Data excerpts:

________________________________________

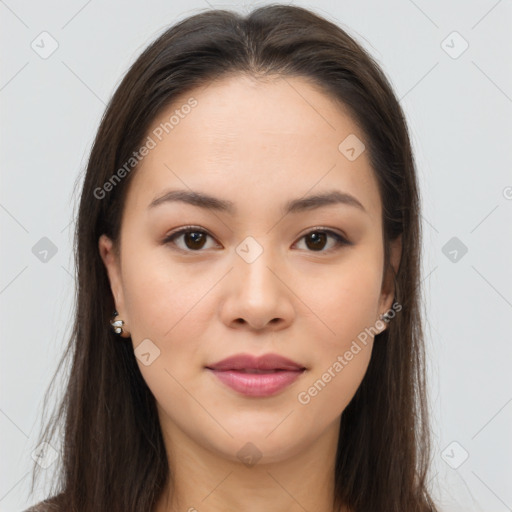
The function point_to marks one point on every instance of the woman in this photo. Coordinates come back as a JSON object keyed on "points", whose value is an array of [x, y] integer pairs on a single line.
{"points": [[249, 229]]}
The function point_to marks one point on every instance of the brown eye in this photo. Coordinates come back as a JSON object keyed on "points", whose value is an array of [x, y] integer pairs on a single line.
{"points": [[194, 239], [316, 240]]}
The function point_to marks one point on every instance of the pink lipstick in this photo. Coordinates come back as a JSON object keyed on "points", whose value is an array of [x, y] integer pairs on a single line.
{"points": [[257, 376]]}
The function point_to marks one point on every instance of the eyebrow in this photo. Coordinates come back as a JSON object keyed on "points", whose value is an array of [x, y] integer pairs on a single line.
{"points": [[206, 201]]}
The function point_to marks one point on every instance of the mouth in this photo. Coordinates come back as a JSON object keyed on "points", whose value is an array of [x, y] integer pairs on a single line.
{"points": [[256, 383]]}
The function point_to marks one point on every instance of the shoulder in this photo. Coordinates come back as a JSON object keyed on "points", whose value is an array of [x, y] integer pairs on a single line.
{"points": [[48, 505]]}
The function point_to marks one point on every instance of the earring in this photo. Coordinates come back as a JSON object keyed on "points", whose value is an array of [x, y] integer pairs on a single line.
{"points": [[117, 325], [386, 317]]}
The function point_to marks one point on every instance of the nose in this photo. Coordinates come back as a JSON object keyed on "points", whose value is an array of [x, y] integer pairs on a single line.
{"points": [[257, 295]]}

________________________________________

Nothing but the exact text of the records should appear in your answer, with no pictures. Please write it out.

The function point_to marks one point on every instance of the woman in this photo. Coordinates come back as a JSON object keyed on "points", whose value is an array of [x, y] integer pairs on a single line.
{"points": [[249, 229]]}
The function point_to marks one point on every instance of the brown eye in this photo. Coordinates come back as a JSON object keyed on "points", whose value is an array of [x, y] integer pairs on a single line.
{"points": [[194, 239], [316, 240]]}
The function point_to marks one point on every instance of the pink lipstick in this photo. Coordinates come back as a JSON object keyed on "points", whose value is an array of [x, y] integer pairs on a single line.
{"points": [[257, 376]]}
The function point_to marks one point on every instance of the eyebrow in this photo. Coordinates come back as a JSON object keyed on "points", whose value is an array of [x, y] integer pairs on a single line.
{"points": [[206, 201]]}
The function point_to marks one point on every instance of the mouth in this photo. Coordinates come back as a JSON object keyed on "points", whose value is an array of [x, y] integer pairs on a single line.
{"points": [[256, 383]]}
The function point_to marks one point on every instance of the shoulder in this photo. Coordinates come back as a JSON object keyed on "points", whose value is an array of [x, y] integer pairs on a single line.
{"points": [[48, 505]]}
The function point_to marks one point on every instance of the earring in this photo. Coordinates come back as a JSON object keyed on "points", whose value is an array of [x, y] integer pairs on a single line.
{"points": [[117, 325], [386, 317]]}
The function point_to marks one point on every instance of the nose in this photo. Coordinates come back as a JSON object keyed on "points", whose value is an array of [x, y] integer pairs on a single line.
{"points": [[257, 295]]}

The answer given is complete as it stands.